• **Task prompt**
Reproduce the whole listing, character for character.

[Entries taken from a collection]

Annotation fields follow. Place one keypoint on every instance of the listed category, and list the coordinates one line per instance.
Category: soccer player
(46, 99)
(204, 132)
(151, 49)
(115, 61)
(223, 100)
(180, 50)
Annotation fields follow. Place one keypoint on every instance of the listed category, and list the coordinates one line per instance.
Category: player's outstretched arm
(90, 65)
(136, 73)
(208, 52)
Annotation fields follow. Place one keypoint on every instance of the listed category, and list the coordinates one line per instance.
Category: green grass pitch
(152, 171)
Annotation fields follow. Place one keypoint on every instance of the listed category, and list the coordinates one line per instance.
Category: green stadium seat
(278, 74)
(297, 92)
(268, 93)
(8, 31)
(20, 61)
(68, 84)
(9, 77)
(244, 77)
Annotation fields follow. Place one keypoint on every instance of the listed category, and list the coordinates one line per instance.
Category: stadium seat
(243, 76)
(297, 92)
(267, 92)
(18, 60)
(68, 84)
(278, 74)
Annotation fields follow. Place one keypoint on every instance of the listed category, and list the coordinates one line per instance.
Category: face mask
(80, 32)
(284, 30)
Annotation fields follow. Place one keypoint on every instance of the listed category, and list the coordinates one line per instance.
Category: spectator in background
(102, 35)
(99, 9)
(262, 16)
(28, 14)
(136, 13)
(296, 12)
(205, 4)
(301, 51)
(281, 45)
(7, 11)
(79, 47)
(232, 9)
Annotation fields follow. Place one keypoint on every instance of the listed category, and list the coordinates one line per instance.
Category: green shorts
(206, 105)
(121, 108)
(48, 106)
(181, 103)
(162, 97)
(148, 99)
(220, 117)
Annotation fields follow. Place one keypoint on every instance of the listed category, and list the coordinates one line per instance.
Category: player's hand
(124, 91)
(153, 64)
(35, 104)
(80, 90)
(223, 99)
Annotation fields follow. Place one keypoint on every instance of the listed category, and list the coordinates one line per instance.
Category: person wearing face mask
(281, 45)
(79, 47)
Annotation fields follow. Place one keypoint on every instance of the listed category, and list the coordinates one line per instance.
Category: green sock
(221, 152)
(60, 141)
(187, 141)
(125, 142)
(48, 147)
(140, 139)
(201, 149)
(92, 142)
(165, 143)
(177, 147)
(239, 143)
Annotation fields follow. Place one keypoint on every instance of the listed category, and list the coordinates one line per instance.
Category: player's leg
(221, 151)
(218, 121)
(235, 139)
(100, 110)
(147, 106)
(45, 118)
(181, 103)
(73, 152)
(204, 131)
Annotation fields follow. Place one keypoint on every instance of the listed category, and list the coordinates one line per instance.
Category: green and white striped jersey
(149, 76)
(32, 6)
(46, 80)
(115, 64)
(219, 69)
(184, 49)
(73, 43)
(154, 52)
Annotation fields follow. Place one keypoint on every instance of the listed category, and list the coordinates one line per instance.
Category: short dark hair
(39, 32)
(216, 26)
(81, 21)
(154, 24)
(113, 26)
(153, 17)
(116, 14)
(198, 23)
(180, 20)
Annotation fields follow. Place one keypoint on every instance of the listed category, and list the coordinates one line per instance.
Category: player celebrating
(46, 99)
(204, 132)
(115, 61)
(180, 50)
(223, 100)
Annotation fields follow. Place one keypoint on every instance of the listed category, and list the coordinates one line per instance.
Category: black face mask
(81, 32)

• **Answer**
Annotation fields follow. Place one keypoint on every instance of the listed category, and list the coordinates one line per instance.
Category: soccer player
(46, 99)
(204, 132)
(151, 49)
(115, 61)
(223, 100)
(180, 50)
Annotation fields follow. Place one keypoint on every instance of the listed category, and list the coordinates one line per instance.
Category: player's outstretched arm
(90, 65)
(136, 73)
(208, 52)
Annotation fields follow. Place one keypoint on every instance of the listed category, and list the coordinates one line per instance.
Category: green grass pitch
(152, 171)
Annotation fields follow. Place one keypoint on every instance of the listed category, and list the coordinates one line per instance.
Category: green stadium seat
(278, 74)
(297, 92)
(268, 93)
(8, 31)
(20, 61)
(68, 84)
(9, 77)
(244, 77)
Annotation fields follow. Place one keypoint on every instance of the listed category, and list the coordinates one line per instance.
Category: stadium seat
(243, 76)
(297, 92)
(267, 92)
(18, 60)
(68, 84)
(278, 74)
Annotation fields follow. Place one keypoint on every instance of the listed category, and list the coordinates one line per instance.
Category: face mask
(80, 32)
(284, 30)
Annotation fields follow. Place one keypoint on every instance of the listed category, and list the coordinates one line per instance.
Category: spectator in background
(102, 35)
(99, 9)
(262, 16)
(28, 14)
(136, 13)
(296, 12)
(205, 4)
(301, 51)
(281, 45)
(7, 11)
(79, 47)
(232, 9)
Annotation fields follow. Place one keypoint on every instance of the listed category, and list the coordinates one line per instance.
Category: green shorts
(206, 105)
(121, 108)
(48, 106)
(181, 103)
(162, 97)
(148, 99)
(220, 117)
Annotation fields follow. Place one keypoint on every instance of the listed category, and list the coordinates one line per instance.
Category: player's hand
(124, 91)
(153, 64)
(35, 104)
(80, 90)
(223, 99)
Annotation fields follow. Place one keypoint on every instance of the listed category, and list the coordinates one line per instance.
Category: person wearing face mask
(281, 45)
(79, 47)
Annotation fields follow. Place one keypoint on every instance of the listed category, and list the coordinates one line per instance.
Category: green sock
(221, 152)
(60, 141)
(187, 141)
(125, 142)
(48, 147)
(140, 139)
(201, 149)
(92, 142)
(165, 143)
(177, 147)
(239, 143)
Annotation fields follow. Place one keypoint on every instance of the listed category, and list the coordinates one line per instance.
Category: player's leg
(221, 151)
(218, 121)
(235, 139)
(100, 110)
(147, 106)
(45, 118)
(181, 103)
(73, 152)
(204, 131)
Annotation fields follow. Place one keypoint on every instance of the listed category, and list the coordinates one line per instance.
Category: green and white striped jersey
(149, 76)
(32, 6)
(46, 80)
(115, 64)
(219, 69)
(184, 49)
(73, 43)
(154, 52)
Annotation fields follow. Place one keypoint on every instance of the listed category, and list the coordinates one line per instance.
Category: short dark hair
(39, 32)
(216, 26)
(81, 21)
(154, 24)
(113, 26)
(153, 17)
(116, 14)
(198, 23)
(180, 20)
Annotation fields follow. Place one keypoint on every instance of the listed category, and list the coordinates one line per instance.
Category: player celebrating
(46, 99)
(204, 132)
(115, 61)
(180, 50)
(223, 100)
Annotation fields follow. Place one keypoint on every instance of the listed category, and list the coordinates one line per instance.
Category: black face mask
(81, 32)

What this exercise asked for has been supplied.